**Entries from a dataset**
------------------------------------------------

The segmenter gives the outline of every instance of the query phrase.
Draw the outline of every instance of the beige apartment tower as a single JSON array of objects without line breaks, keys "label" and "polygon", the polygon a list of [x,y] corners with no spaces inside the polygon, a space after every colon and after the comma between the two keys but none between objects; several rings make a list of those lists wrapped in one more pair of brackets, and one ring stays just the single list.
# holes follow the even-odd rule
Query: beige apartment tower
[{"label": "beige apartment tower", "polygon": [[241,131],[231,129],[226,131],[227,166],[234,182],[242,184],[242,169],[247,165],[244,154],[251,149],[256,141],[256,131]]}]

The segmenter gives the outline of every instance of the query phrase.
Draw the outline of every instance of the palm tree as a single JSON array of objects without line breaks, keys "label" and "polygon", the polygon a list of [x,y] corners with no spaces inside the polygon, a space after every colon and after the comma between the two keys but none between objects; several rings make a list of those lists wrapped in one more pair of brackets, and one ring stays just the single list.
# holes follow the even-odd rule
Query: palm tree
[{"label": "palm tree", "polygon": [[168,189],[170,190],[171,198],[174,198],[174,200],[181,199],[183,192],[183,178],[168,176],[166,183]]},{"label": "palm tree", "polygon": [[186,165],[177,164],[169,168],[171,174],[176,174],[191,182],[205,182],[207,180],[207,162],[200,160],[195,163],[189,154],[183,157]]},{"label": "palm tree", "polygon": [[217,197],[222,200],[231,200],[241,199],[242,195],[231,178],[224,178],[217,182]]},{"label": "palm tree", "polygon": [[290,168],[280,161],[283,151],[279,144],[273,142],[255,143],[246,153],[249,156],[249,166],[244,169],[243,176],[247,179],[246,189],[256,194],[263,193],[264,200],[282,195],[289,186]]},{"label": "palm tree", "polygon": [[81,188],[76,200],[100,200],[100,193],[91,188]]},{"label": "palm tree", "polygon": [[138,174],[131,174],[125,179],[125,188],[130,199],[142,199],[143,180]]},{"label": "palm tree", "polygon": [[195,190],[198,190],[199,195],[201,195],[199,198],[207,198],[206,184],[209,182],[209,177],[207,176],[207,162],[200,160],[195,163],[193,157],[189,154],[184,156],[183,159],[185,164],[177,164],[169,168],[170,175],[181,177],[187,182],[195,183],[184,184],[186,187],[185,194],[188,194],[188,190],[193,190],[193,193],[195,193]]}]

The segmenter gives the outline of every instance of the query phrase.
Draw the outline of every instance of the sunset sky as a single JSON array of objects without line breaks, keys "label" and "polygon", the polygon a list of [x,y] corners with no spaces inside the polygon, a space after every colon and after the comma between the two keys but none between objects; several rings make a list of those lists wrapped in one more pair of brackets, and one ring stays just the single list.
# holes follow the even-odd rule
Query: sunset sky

------------------------------------------------

**Aim**
Recopy the entries above in their entirety, exactly.

**Reply**
The segmenter gives the outline of every instance of the query phrase.
Draw the outline of every instance of the beige apartment tower as a single JSON array of objects without line breaks, keys "label" and "polygon", the polygon a list of [x,y] corners with no spaces inside the polygon, a space after every colon and after the comma between the two keys but none between objects; several rings make a list of those lists wrapped in one more pair of brackets, and one ring stays just the single list.
# holes follow the even-odd rule
Query: beige apartment tower
[{"label": "beige apartment tower", "polygon": [[241,131],[231,129],[226,131],[227,166],[234,182],[242,184],[242,169],[247,165],[244,154],[251,149],[256,141],[256,131]]}]

The segmenter gives the outline of every instance of the query phrase.
Draw the outline of every instance of the palm tree as a single JSON array of objects without line breaks, keys "label" and "polygon", the polygon a list of [x,y] corners with no spaces inside the polygon, a space after every colon and after the comma between the two keys but none between objects; several rings make a list of those lists wrapped in one more pair of brackets, and one ring stays just the single list.
# holes follow the even-odd rule
Query: palm tree
[{"label": "palm tree", "polygon": [[168,189],[170,190],[171,198],[174,198],[174,200],[181,199],[183,192],[183,178],[168,176],[166,183]]},{"label": "palm tree", "polygon": [[186,165],[177,164],[169,168],[171,174],[176,174],[191,182],[205,182],[207,180],[207,162],[200,160],[195,163],[189,154],[183,157]]},{"label": "palm tree", "polygon": [[217,197],[222,200],[231,200],[241,199],[242,195],[231,178],[224,178],[217,182]]},{"label": "palm tree", "polygon": [[290,168],[280,161],[283,151],[279,144],[273,142],[255,143],[246,153],[249,156],[249,166],[244,169],[243,176],[247,179],[246,189],[256,194],[263,193],[264,200],[282,195],[289,186]]},{"label": "palm tree", "polygon": [[81,188],[76,200],[100,200],[100,193],[91,188]]},{"label": "palm tree", "polygon": [[138,174],[131,174],[125,179],[125,188],[130,199],[142,199],[143,180]]},{"label": "palm tree", "polygon": [[195,190],[198,190],[199,195],[201,195],[199,198],[207,198],[206,184],[209,182],[209,177],[207,176],[207,162],[200,160],[195,163],[193,157],[189,154],[184,156],[183,159],[185,164],[177,164],[169,168],[170,175],[181,177],[187,182],[195,183],[184,184],[186,187],[185,194],[188,194],[188,190],[193,190],[193,193],[195,193]]}]

The segmenter gives the outline of every instance of the query phrase.
Draw the outline of every instance of the sunset sky as a single JSON array of objects without line breaks, keys "label" and "polygon", the polygon a list of [x,y] corners with no spaces inside the polygon, a space after every colon and after the comma between the two keys but none between objects; several rings make a list of those lists wrapped in one more pair of brackets, and one ring stays just the single list.
# holes follow the even-odd rule
Query: sunset sky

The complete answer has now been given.